REQUIRED ACTION: Working through the lines below, return each one that holds "yellow".

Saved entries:
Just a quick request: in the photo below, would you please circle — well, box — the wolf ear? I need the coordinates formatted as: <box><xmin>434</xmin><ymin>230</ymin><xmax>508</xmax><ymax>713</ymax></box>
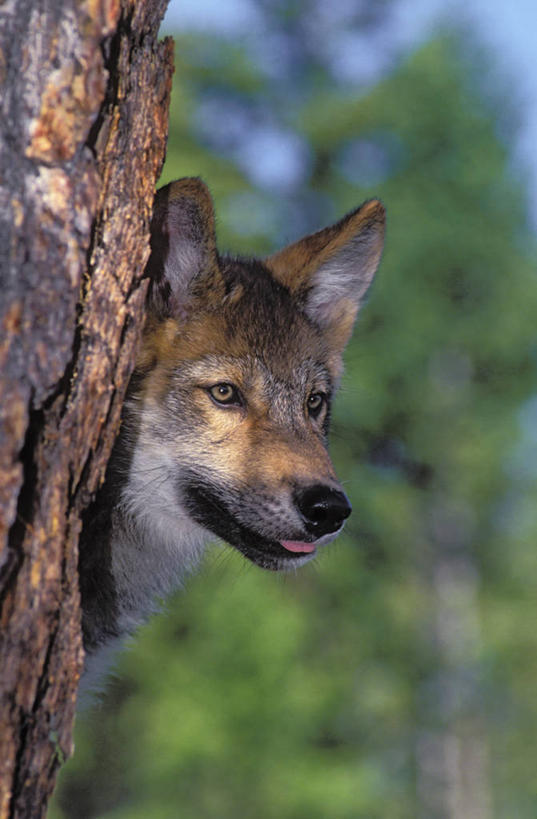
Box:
<box><xmin>146</xmin><ymin>178</ymin><xmax>220</xmax><ymax>317</ymax></box>
<box><xmin>266</xmin><ymin>199</ymin><xmax>385</xmax><ymax>354</ymax></box>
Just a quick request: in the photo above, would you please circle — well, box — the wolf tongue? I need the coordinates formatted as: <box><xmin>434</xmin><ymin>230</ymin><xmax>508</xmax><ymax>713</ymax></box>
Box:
<box><xmin>280</xmin><ymin>540</ymin><xmax>316</xmax><ymax>553</ymax></box>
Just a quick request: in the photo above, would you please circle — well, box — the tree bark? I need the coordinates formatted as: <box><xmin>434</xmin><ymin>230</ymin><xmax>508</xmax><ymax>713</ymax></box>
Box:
<box><xmin>0</xmin><ymin>1</ymin><xmax>173</xmax><ymax>815</ymax></box>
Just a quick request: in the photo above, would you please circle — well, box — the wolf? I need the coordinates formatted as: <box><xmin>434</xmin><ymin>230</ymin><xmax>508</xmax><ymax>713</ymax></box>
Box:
<box><xmin>78</xmin><ymin>178</ymin><xmax>385</xmax><ymax>691</ymax></box>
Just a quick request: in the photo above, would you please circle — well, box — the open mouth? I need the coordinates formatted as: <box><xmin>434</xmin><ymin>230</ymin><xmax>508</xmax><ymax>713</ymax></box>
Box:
<box><xmin>280</xmin><ymin>540</ymin><xmax>317</xmax><ymax>554</ymax></box>
<box><xmin>182</xmin><ymin>482</ymin><xmax>318</xmax><ymax>570</ymax></box>
<box><xmin>235</xmin><ymin>537</ymin><xmax>318</xmax><ymax>571</ymax></box>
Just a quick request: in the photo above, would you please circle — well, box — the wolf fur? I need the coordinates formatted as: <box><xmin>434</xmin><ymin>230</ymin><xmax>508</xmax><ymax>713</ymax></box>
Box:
<box><xmin>78</xmin><ymin>178</ymin><xmax>385</xmax><ymax>691</ymax></box>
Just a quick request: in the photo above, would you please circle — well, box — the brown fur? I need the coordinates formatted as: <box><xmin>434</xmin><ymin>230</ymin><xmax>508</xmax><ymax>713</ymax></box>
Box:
<box><xmin>135</xmin><ymin>177</ymin><xmax>385</xmax><ymax>541</ymax></box>
<box><xmin>78</xmin><ymin>177</ymin><xmax>385</xmax><ymax>691</ymax></box>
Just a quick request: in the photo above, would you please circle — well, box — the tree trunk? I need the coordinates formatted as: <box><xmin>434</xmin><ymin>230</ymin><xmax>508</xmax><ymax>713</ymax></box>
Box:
<box><xmin>0</xmin><ymin>1</ymin><xmax>173</xmax><ymax>815</ymax></box>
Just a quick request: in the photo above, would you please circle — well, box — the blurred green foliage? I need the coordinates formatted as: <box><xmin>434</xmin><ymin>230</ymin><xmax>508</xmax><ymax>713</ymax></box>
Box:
<box><xmin>52</xmin><ymin>12</ymin><xmax>537</xmax><ymax>819</ymax></box>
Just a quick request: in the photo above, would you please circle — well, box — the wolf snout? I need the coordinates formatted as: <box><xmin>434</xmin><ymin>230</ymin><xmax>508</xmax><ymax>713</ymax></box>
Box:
<box><xmin>295</xmin><ymin>485</ymin><xmax>351</xmax><ymax>538</ymax></box>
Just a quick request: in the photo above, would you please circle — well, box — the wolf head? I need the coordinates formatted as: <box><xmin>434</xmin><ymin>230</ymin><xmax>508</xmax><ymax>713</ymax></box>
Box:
<box><xmin>128</xmin><ymin>178</ymin><xmax>385</xmax><ymax>572</ymax></box>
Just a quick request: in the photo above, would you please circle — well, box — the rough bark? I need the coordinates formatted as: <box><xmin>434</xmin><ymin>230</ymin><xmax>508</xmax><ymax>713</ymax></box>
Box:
<box><xmin>0</xmin><ymin>0</ymin><xmax>173</xmax><ymax>815</ymax></box>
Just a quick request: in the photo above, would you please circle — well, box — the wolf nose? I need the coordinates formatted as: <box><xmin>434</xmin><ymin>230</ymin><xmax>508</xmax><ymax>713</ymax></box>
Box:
<box><xmin>295</xmin><ymin>485</ymin><xmax>351</xmax><ymax>537</ymax></box>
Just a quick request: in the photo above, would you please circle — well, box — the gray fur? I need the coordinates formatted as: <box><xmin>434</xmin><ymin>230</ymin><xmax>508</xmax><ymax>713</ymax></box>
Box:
<box><xmin>306</xmin><ymin>235</ymin><xmax>379</xmax><ymax>326</ymax></box>
<box><xmin>78</xmin><ymin>178</ymin><xmax>385</xmax><ymax>699</ymax></box>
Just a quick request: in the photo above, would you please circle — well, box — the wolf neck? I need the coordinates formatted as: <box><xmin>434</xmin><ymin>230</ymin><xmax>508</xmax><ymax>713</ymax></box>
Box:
<box><xmin>79</xmin><ymin>468</ymin><xmax>210</xmax><ymax>700</ymax></box>
<box><xmin>79</xmin><ymin>435</ymin><xmax>210</xmax><ymax>661</ymax></box>
<box><xmin>110</xmin><ymin>499</ymin><xmax>208</xmax><ymax>636</ymax></box>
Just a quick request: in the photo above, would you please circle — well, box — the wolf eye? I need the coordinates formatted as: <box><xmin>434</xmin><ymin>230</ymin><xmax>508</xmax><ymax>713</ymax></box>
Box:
<box><xmin>208</xmin><ymin>383</ymin><xmax>242</xmax><ymax>406</ymax></box>
<box><xmin>307</xmin><ymin>392</ymin><xmax>325</xmax><ymax>418</ymax></box>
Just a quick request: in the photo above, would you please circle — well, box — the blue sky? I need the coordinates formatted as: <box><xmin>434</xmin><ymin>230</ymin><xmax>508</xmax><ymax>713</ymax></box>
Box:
<box><xmin>162</xmin><ymin>0</ymin><xmax>537</xmax><ymax>230</ymax></box>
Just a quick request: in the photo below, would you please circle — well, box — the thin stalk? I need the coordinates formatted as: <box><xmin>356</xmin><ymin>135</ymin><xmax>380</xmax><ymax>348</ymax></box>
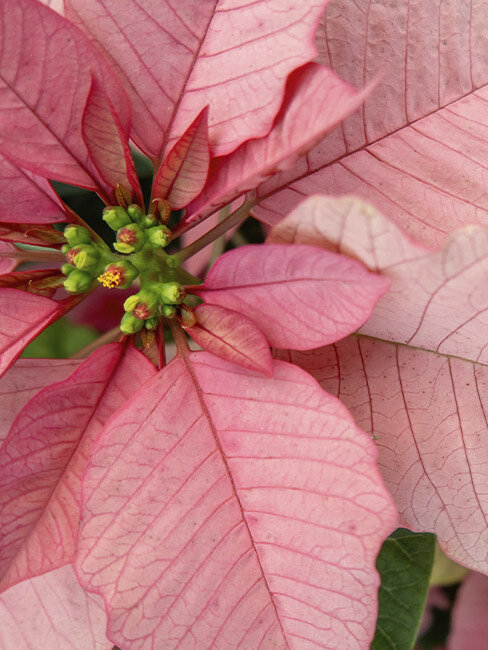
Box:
<box><xmin>70</xmin><ymin>326</ymin><xmax>121</xmax><ymax>359</ymax></box>
<box><xmin>208</xmin><ymin>204</ymin><xmax>230</xmax><ymax>267</ymax></box>
<box><xmin>166</xmin><ymin>317</ymin><xmax>190</xmax><ymax>356</ymax></box>
<box><xmin>171</xmin><ymin>193</ymin><xmax>257</xmax><ymax>265</ymax></box>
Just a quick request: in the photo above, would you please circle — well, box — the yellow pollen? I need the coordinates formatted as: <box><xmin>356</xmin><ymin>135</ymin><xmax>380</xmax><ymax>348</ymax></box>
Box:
<box><xmin>97</xmin><ymin>269</ymin><xmax>122</xmax><ymax>289</ymax></box>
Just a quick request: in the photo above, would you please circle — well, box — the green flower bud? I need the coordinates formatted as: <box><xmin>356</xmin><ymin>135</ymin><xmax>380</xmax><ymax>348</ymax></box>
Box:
<box><xmin>61</xmin><ymin>244</ymin><xmax>70</xmax><ymax>254</ymax></box>
<box><xmin>124</xmin><ymin>289</ymin><xmax>158</xmax><ymax>319</ymax></box>
<box><xmin>147</xmin><ymin>225</ymin><xmax>171</xmax><ymax>248</ymax></box>
<box><xmin>158</xmin><ymin>281</ymin><xmax>185</xmax><ymax>305</ymax></box>
<box><xmin>103</xmin><ymin>206</ymin><xmax>132</xmax><ymax>231</ymax></box>
<box><xmin>142</xmin><ymin>213</ymin><xmax>159</xmax><ymax>228</ymax></box>
<box><xmin>127</xmin><ymin>204</ymin><xmax>144</xmax><ymax>222</ymax></box>
<box><xmin>145</xmin><ymin>317</ymin><xmax>159</xmax><ymax>330</ymax></box>
<box><xmin>61</xmin><ymin>263</ymin><xmax>74</xmax><ymax>276</ymax></box>
<box><xmin>114</xmin><ymin>224</ymin><xmax>145</xmax><ymax>254</ymax></box>
<box><xmin>161</xmin><ymin>304</ymin><xmax>177</xmax><ymax>318</ymax></box>
<box><xmin>120</xmin><ymin>312</ymin><xmax>145</xmax><ymax>334</ymax></box>
<box><xmin>72</xmin><ymin>244</ymin><xmax>100</xmax><ymax>272</ymax></box>
<box><xmin>64</xmin><ymin>225</ymin><xmax>92</xmax><ymax>246</ymax></box>
<box><xmin>63</xmin><ymin>269</ymin><xmax>93</xmax><ymax>294</ymax></box>
<box><xmin>97</xmin><ymin>261</ymin><xmax>139</xmax><ymax>289</ymax></box>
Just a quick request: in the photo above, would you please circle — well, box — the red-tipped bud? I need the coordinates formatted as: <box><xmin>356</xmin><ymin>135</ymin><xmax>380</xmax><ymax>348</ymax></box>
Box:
<box><xmin>97</xmin><ymin>261</ymin><xmax>139</xmax><ymax>289</ymax></box>
<box><xmin>114</xmin><ymin>224</ymin><xmax>145</xmax><ymax>254</ymax></box>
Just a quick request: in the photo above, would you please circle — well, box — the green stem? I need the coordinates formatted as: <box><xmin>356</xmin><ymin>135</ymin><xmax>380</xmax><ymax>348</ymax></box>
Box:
<box><xmin>171</xmin><ymin>193</ymin><xmax>257</xmax><ymax>265</ymax></box>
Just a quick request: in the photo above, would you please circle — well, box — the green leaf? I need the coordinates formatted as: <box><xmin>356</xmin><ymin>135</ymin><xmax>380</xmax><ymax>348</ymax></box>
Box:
<box><xmin>372</xmin><ymin>528</ymin><xmax>436</xmax><ymax>650</ymax></box>
<box><xmin>21</xmin><ymin>317</ymin><xmax>98</xmax><ymax>358</ymax></box>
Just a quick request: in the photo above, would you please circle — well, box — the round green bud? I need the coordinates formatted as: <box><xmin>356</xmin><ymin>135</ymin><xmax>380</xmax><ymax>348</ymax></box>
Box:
<box><xmin>120</xmin><ymin>312</ymin><xmax>145</xmax><ymax>335</ymax></box>
<box><xmin>158</xmin><ymin>281</ymin><xmax>185</xmax><ymax>305</ymax></box>
<box><xmin>147</xmin><ymin>225</ymin><xmax>171</xmax><ymax>248</ymax></box>
<box><xmin>143</xmin><ymin>213</ymin><xmax>159</xmax><ymax>228</ymax></box>
<box><xmin>145</xmin><ymin>317</ymin><xmax>159</xmax><ymax>330</ymax></box>
<box><xmin>61</xmin><ymin>263</ymin><xmax>74</xmax><ymax>276</ymax></box>
<box><xmin>63</xmin><ymin>270</ymin><xmax>93</xmax><ymax>294</ymax></box>
<box><xmin>124</xmin><ymin>289</ymin><xmax>158</xmax><ymax>319</ymax></box>
<box><xmin>103</xmin><ymin>206</ymin><xmax>132</xmax><ymax>231</ymax></box>
<box><xmin>61</xmin><ymin>244</ymin><xmax>70</xmax><ymax>254</ymax></box>
<box><xmin>64</xmin><ymin>225</ymin><xmax>92</xmax><ymax>246</ymax></box>
<box><xmin>161</xmin><ymin>304</ymin><xmax>177</xmax><ymax>318</ymax></box>
<box><xmin>114</xmin><ymin>224</ymin><xmax>145</xmax><ymax>254</ymax></box>
<box><xmin>72</xmin><ymin>244</ymin><xmax>100</xmax><ymax>272</ymax></box>
<box><xmin>127</xmin><ymin>204</ymin><xmax>144</xmax><ymax>222</ymax></box>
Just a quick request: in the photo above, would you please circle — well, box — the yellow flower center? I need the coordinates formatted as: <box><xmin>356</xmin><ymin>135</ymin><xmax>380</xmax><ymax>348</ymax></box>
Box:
<box><xmin>97</xmin><ymin>268</ymin><xmax>122</xmax><ymax>289</ymax></box>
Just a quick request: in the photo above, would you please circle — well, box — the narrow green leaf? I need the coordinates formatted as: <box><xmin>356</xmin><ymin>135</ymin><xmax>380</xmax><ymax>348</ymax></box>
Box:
<box><xmin>372</xmin><ymin>528</ymin><xmax>436</xmax><ymax>650</ymax></box>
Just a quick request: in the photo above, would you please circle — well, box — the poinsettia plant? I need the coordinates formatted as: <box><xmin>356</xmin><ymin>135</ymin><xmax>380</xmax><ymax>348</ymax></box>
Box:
<box><xmin>0</xmin><ymin>0</ymin><xmax>487</xmax><ymax>648</ymax></box>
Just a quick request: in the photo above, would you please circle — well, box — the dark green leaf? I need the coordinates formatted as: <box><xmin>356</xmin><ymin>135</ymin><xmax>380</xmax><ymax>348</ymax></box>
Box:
<box><xmin>372</xmin><ymin>528</ymin><xmax>436</xmax><ymax>650</ymax></box>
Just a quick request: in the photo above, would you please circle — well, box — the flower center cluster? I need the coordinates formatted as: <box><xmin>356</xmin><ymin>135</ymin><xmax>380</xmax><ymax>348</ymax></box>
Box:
<box><xmin>61</xmin><ymin>200</ymin><xmax>197</xmax><ymax>334</ymax></box>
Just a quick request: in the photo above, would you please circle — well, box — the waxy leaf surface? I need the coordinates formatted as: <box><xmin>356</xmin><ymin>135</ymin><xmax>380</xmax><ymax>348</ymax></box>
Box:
<box><xmin>371</xmin><ymin>528</ymin><xmax>436</xmax><ymax>650</ymax></box>
<box><xmin>0</xmin><ymin>289</ymin><xmax>63</xmax><ymax>378</ymax></box>
<box><xmin>254</xmin><ymin>0</ymin><xmax>488</xmax><ymax>248</ymax></box>
<box><xmin>0</xmin><ymin>343</ymin><xmax>156</xmax><ymax>592</ymax></box>
<box><xmin>0</xmin><ymin>565</ymin><xmax>110</xmax><ymax>649</ymax></box>
<box><xmin>76</xmin><ymin>351</ymin><xmax>396</xmax><ymax>649</ymax></box>
<box><xmin>447</xmin><ymin>571</ymin><xmax>488</xmax><ymax>649</ymax></box>
<box><xmin>186</xmin><ymin>62</ymin><xmax>366</xmax><ymax>226</ymax></box>
<box><xmin>65</xmin><ymin>0</ymin><xmax>331</xmax><ymax>159</ymax></box>
<box><xmin>0</xmin><ymin>0</ymin><xmax>129</xmax><ymax>196</ymax></box>
<box><xmin>272</xmin><ymin>195</ymin><xmax>488</xmax><ymax>574</ymax></box>
<box><xmin>186</xmin><ymin>303</ymin><xmax>273</xmax><ymax>376</ymax></box>
<box><xmin>198</xmin><ymin>243</ymin><xmax>390</xmax><ymax>350</ymax></box>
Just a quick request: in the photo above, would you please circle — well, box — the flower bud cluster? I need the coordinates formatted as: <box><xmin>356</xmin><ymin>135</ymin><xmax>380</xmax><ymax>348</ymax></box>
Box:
<box><xmin>61</xmin><ymin>201</ymin><xmax>198</xmax><ymax>336</ymax></box>
<box><xmin>120</xmin><ymin>281</ymin><xmax>187</xmax><ymax>334</ymax></box>
<box><xmin>103</xmin><ymin>203</ymin><xmax>171</xmax><ymax>255</ymax></box>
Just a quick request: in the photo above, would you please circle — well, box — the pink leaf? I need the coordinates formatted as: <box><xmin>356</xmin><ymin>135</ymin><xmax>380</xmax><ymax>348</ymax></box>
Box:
<box><xmin>0</xmin><ymin>343</ymin><xmax>156</xmax><ymax>593</ymax></box>
<box><xmin>186</xmin><ymin>303</ymin><xmax>273</xmax><ymax>376</ymax></box>
<box><xmin>0</xmin><ymin>565</ymin><xmax>111</xmax><ymax>649</ymax></box>
<box><xmin>0</xmin><ymin>0</ymin><xmax>129</xmax><ymax>197</ymax></box>
<box><xmin>0</xmin><ymin>243</ymin><xmax>18</xmax><ymax>275</ymax></box>
<box><xmin>254</xmin><ymin>2</ymin><xmax>488</xmax><ymax>248</ymax></box>
<box><xmin>272</xmin><ymin>195</ymin><xmax>488</xmax><ymax>574</ymax></box>
<box><xmin>152</xmin><ymin>107</ymin><xmax>210</xmax><ymax>209</ymax></box>
<box><xmin>186</xmin><ymin>62</ymin><xmax>366</xmax><ymax>225</ymax></box>
<box><xmin>65</xmin><ymin>0</ymin><xmax>331</xmax><ymax>159</ymax></box>
<box><xmin>0</xmin><ymin>358</ymin><xmax>81</xmax><ymax>441</ymax></box>
<box><xmin>197</xmin><ymin>243</ymin><xmax>390</xmax><ymax>349</ymax></box>
<box><xmin>75</xmin><ymin>351</ymin><xmax>396</xmax><ymax>649</ymax></box>
<box><xmin>0</xmin><ymin>223</ymin><xmax>66</xmax><ymax>248</ymax></box>
<box><xmin>0</xmin><ymin>154</ymin><xmax>67</xmax><ymax>224</ymax></box>
<box><xmin>447</xmin><ymin>572</ymin><xmax>488</xmax><ymax>649</ymax></box>
<box><xmin>0</xmin><ymin>289</ymin><xmax>63</xmax><ymax>378</ymax></box>
<box><xmin>82</xmin><ymin>76</ymin><xmax>143</xmax><ymax>205</ymax></box>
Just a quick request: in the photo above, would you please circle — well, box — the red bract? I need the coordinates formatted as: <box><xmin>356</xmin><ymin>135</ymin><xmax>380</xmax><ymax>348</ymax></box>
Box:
<box><xmin>0</xmin><ymin>0</ymin><xmax>401</xmax><ymax>648</ymax></box>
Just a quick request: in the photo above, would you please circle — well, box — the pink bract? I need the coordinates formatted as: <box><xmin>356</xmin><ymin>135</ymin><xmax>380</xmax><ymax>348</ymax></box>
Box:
<box><xmin>254</xmin><ymin>2</ymin><xmax>488</xmax><ymax>249</ymax></box>
<box><xmin>271</xmin><ymin>195</ymin><xmax>488</xmax><ymax>574</ymax></box>
<box><xmin>75</xmin><ymin>352</ymin><xmax>396</xmax><ymax>649</ymax></box>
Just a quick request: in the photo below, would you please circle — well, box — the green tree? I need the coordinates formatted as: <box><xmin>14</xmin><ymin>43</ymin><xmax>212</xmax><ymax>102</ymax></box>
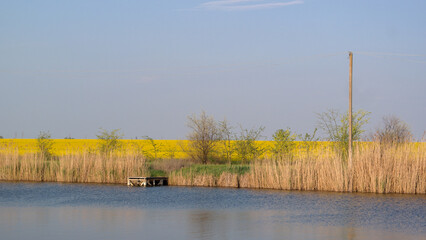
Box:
<box><xmin>317</xmin><ymin>109</ymin><xmax>370</xmax><ymax>156</ymax></box>
<box><xmin>234</xmin><ymin>125</ymin><xmax>265</xmax><ymax>163</ymax></box>
<box><xmin>272</xmin><ymin>128</ymin><xmax>297</xmax><ymax>160</ymax></box>
<box><xmin>96</xmin><ymin>129</ymin><xmax>123</xmax><ymax>154</ymax></box>
<box><xmin>37</xmin><ymin>131</ymin><xmax>54</xmax><ymax>161</ymax></box>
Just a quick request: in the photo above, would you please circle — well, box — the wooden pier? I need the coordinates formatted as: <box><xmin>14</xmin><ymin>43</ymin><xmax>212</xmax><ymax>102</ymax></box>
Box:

RESULT:
Just a quick request: in the photo above, would you please circle — well, box — the yellow pollen? I need the coordinates formatted as: <box><xmin>356</xmin><ymin>135</ymin><xmax>380</xmax><ymax>348</ymax></box>
Just a quick request: in the photo above, would you please circle — well, box — the yellow flower center? I need the coordinates formatted as: <box><xmin>356</xmin><ymin>135</ymin><xmax>380</xmax><ymax>348</ymax></box>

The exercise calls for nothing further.